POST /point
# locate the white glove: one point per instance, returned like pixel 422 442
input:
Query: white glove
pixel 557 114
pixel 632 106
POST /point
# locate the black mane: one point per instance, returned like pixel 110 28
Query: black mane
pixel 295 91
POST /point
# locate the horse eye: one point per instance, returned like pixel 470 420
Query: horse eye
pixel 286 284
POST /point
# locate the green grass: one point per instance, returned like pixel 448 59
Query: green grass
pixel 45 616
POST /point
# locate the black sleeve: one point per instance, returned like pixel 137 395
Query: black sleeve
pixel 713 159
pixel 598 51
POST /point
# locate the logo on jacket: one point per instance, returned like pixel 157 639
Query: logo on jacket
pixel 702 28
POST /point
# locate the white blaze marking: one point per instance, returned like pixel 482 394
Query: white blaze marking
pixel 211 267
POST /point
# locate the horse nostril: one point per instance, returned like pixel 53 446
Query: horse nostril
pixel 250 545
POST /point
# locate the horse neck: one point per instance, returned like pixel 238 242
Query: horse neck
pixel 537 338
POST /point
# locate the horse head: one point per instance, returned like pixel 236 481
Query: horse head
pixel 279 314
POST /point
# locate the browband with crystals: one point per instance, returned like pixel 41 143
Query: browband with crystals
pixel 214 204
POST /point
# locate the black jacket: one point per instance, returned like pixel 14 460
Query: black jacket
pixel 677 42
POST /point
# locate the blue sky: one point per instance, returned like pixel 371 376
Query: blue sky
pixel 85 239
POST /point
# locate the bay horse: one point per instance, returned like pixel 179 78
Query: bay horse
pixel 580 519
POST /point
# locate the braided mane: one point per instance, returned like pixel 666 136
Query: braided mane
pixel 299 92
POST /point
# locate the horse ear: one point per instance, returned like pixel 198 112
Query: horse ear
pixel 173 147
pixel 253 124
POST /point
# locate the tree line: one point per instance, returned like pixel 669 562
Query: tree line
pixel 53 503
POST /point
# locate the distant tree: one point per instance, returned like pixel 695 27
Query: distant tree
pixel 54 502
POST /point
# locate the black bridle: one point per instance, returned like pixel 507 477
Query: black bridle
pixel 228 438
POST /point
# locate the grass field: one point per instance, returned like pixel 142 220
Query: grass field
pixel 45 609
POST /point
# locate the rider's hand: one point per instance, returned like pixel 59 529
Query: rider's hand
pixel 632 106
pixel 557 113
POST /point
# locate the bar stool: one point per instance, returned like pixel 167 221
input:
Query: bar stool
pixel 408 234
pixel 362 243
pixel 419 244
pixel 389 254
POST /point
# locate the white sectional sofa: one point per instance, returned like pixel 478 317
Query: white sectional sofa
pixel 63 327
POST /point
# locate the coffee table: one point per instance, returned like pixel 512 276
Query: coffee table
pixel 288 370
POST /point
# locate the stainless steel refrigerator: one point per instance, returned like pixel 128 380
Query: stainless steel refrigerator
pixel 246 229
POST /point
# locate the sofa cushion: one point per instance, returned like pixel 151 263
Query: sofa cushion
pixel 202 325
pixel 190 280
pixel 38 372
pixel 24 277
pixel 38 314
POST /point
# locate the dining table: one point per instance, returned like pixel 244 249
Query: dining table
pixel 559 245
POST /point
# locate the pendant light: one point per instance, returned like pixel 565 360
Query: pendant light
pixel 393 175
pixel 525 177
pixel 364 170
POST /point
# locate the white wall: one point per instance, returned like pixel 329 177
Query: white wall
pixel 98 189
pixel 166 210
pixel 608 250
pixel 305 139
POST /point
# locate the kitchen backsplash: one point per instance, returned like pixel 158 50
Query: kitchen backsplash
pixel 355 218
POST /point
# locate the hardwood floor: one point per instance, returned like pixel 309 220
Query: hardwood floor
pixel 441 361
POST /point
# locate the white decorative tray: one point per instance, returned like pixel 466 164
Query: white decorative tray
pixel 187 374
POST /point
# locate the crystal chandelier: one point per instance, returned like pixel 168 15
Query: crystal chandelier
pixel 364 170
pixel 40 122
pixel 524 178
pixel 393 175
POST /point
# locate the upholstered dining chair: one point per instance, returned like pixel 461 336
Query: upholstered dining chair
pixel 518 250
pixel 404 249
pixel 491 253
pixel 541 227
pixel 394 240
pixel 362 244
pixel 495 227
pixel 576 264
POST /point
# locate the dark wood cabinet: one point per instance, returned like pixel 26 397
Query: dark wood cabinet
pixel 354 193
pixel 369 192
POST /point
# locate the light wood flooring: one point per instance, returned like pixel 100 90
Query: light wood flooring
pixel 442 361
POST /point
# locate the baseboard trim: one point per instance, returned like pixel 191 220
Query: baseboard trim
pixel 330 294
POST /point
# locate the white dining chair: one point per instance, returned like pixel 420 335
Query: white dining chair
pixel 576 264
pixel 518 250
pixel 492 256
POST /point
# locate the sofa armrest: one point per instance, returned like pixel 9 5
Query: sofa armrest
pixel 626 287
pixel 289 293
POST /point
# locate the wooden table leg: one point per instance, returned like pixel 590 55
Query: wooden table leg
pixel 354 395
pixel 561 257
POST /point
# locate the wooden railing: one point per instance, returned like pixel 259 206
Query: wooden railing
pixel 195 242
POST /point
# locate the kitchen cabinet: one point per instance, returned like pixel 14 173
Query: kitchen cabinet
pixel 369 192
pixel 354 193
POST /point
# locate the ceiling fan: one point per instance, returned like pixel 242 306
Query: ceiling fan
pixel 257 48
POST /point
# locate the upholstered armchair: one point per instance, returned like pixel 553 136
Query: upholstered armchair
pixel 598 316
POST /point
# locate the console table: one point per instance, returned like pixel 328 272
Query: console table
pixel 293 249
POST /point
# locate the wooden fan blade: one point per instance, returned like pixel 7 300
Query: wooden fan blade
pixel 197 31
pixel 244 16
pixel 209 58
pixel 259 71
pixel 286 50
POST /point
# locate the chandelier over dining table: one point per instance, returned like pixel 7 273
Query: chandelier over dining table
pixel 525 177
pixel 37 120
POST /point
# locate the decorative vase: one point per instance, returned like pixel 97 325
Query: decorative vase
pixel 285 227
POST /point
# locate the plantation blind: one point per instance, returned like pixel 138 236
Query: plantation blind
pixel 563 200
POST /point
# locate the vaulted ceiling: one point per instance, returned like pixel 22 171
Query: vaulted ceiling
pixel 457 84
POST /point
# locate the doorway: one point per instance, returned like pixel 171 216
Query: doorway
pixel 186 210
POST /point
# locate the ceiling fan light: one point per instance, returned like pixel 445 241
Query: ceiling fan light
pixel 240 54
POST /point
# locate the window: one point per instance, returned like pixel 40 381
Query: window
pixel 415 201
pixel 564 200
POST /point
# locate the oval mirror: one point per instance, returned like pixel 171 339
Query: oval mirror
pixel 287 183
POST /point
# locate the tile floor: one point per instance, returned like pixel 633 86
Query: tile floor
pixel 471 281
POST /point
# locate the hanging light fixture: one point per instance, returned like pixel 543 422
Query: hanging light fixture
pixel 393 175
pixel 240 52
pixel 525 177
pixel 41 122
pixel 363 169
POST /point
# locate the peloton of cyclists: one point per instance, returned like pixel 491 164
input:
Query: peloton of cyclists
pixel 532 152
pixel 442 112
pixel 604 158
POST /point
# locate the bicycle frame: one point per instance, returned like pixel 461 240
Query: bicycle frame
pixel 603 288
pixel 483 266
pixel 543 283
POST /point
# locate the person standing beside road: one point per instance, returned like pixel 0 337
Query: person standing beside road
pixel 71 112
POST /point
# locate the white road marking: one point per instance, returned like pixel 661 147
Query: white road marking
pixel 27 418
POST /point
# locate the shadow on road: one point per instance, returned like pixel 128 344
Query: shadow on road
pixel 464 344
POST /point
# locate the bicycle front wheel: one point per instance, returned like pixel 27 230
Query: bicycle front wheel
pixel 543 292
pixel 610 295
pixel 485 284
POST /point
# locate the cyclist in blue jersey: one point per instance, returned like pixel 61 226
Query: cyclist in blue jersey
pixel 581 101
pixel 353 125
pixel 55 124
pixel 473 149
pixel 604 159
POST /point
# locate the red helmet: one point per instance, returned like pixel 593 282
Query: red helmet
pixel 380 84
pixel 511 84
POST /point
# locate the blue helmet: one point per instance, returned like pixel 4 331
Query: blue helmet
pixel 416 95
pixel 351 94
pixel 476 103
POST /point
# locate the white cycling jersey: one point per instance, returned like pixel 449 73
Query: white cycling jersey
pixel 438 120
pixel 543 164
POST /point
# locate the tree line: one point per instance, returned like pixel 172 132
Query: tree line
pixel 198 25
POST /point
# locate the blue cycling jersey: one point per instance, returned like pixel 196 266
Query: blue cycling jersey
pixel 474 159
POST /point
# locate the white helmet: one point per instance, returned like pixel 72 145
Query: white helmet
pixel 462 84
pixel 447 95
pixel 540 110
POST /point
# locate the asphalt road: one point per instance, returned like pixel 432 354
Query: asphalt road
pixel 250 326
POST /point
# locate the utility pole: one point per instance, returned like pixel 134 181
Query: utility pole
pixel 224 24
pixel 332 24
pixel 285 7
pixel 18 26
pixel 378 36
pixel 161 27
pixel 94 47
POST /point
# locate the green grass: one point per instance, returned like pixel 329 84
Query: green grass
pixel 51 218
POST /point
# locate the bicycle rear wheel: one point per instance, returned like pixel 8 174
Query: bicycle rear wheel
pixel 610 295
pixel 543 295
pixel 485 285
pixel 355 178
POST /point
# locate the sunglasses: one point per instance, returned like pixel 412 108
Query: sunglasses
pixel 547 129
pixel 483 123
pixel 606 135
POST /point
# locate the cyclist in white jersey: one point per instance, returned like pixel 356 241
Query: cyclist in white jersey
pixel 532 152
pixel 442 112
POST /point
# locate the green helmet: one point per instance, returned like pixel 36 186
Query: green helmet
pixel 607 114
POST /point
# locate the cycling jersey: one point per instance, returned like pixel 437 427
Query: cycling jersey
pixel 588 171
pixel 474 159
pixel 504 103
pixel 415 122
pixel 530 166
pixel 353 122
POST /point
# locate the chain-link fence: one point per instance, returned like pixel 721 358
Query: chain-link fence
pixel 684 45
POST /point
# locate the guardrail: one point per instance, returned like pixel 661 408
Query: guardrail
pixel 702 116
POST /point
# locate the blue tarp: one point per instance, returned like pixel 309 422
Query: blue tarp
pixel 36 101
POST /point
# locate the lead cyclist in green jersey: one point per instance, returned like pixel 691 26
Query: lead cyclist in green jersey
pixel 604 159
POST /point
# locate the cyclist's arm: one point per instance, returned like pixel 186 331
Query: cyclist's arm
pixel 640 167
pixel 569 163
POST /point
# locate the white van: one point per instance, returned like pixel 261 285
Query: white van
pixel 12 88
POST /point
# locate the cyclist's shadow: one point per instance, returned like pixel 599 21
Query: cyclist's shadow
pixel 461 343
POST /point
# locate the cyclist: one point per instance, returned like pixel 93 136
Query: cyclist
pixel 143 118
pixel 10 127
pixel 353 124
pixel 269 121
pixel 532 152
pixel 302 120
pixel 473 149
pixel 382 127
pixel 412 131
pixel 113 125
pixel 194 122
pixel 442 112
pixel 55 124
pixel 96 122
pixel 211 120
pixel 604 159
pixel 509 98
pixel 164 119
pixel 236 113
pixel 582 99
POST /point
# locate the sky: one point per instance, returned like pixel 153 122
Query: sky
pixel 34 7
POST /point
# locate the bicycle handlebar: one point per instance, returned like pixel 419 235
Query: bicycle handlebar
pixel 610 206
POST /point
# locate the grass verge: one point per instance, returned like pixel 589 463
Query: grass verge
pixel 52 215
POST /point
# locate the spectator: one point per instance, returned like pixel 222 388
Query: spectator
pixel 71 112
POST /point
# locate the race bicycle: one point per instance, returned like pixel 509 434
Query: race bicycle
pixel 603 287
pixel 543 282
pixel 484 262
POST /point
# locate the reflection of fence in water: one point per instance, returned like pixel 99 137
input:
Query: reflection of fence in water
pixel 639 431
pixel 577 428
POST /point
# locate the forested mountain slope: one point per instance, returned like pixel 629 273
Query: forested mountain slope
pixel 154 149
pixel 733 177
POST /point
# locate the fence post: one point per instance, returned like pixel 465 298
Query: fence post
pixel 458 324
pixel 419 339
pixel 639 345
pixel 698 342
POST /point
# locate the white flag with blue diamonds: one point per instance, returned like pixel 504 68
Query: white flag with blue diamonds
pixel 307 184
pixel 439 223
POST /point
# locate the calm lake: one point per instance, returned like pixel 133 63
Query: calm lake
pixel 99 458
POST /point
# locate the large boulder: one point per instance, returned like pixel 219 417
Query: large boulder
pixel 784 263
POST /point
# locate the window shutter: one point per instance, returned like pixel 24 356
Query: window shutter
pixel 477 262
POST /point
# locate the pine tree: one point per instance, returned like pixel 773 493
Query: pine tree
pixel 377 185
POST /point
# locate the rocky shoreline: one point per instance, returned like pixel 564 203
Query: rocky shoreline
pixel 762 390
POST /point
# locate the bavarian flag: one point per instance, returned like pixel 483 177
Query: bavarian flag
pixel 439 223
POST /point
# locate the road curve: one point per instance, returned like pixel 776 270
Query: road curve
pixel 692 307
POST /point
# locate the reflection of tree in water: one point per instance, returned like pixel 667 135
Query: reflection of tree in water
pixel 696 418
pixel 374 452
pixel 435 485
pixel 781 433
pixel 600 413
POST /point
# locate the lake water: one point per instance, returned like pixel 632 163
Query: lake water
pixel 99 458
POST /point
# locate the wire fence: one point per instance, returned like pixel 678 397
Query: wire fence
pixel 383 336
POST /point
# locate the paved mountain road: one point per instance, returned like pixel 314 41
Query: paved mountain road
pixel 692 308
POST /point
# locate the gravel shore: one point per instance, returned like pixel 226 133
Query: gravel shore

- - - - -

**GIVEN TASK:** Copy the stretch from the start of the rows through the line containing "pixel 286 284", substituting "leather glove" for every occurrence of "white glove" and leaving everything else unchanged.

**TASK ANSWER:**
POST /point
# locate the leather glove: one point per instance, returned like pixel 422 442
input:
Query: leather glove
pixel 557 114
pixel 632 106
POST /point
# locate the black mane: one point per instance, returned like pixel 110 28
Query: black mane
pixel 295 91
POST /point
# locate the horse eye: one point per instance, returned like pixel 470 420
Query: horse eye
pixel 286 284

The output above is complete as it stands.